• **SOURCE**
The largest amount of industrial waste is produced by the extractive industries. Of the huge amount of mineral raw materials extracted from the natural environment for production purposes, only 1.5-2.0% is converted into the final product [8], and the bulk of it (over 90%) is converted into industrial waste, which includes high concentrations of heavy metals (Cu, Cd, Fe, Mn, Pb, Zn), metalloids (As, Se), and precious metals (Au, Ag) [3-7].
The use of mining waste is a major environmental issue worldwide [ 9 ]. Mineral reserves are limited and are gradually being depleted. The use of secondary resources reduces the extraction of minerals from primary sources, minimizes the destruction of the ecosystem, and facilitates the transition to a closed-loop economy. In addition, the processing of industrial waste is cheaper than the development of new deposits, which may be located in hard-to-reach areas. This reduces the cost of extraction and increases the profitability of enterprises [ 1 ].
The problem of mineral waste is relevant for this industry throughout the world. The mining industry has traditionally been a source of generation and accumulation of large quantities of waste. Thus, according to European statistics, in 2022, mining and quarrying occupied second place – 22.7% of the total waste generated (construction occupied first place – 38.4%). Of the total waste generated in the EU in 2022, 64% (3.2 tonnes) per inhabitant was major mineral waste [10]. The data from the U.S. Environmental Protection Agency (EPA) shows that in 2022, 2.59 million tons of mining production resulted in the generation of 0.67 million tons of waste, 96.6% of which were disposed of or otherwise released into the environment [11].

Excerpts from a pointing dataset
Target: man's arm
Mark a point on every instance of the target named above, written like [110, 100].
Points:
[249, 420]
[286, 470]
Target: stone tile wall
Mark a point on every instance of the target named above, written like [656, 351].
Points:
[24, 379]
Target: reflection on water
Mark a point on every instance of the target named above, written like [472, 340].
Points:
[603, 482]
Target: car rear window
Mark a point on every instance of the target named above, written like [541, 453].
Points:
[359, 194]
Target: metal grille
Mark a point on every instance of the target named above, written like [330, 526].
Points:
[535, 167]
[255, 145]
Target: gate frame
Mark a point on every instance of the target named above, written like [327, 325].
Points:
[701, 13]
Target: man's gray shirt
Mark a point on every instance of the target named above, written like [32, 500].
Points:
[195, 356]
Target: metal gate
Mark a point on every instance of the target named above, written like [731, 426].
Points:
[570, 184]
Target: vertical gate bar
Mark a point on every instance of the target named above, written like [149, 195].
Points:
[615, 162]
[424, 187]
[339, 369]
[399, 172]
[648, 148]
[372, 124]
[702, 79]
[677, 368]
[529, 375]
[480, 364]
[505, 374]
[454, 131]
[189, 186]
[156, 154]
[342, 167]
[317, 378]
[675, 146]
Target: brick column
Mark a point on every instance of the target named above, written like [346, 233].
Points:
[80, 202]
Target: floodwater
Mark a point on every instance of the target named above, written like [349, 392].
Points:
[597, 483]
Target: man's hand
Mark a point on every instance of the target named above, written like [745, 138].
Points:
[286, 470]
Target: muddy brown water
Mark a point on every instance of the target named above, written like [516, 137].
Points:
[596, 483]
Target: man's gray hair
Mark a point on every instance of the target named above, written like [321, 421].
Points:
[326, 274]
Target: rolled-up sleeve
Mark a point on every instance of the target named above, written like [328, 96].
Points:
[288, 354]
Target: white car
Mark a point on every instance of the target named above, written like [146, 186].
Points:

• **SHORT TASK 1**
Answer these questions using the passage on mining waste:
(a) What percentage of extracted mineral raw materials ends up as the final product?
(b) What share of total waste generated in 2022 came from mining and quarrying, according to European statistics?
(c) What percentage of the waste in the EPA data for 2022 was disposed of or otherwise released into the environment?
• **SHORT TASK 2**
Please copy the passage on mining waste from "The largest amount" up to and including "(Au, Ag) [3-7].".

• **COMPLETE OUTPUT 1**
(a) 1.5-2.0%
(b) 22.7%
(c) 96.6%

• **COMPLETE OUTPUT 2**
The largest amount of industrial waste is produced by the extractive industries. Of the huge amount of mineral raw materials extracted from the natural environment for production purposes, only 1.5-2.0% is converted into the final product [8], and the bulk of it (over 90%) is converted into industrial waste, which includes high concentrations of heavy metals (Cu, Cd, Fe, Mn, Pb, Zn), metalloids (As, Se), and precious metals (Au, Ag) [3-7].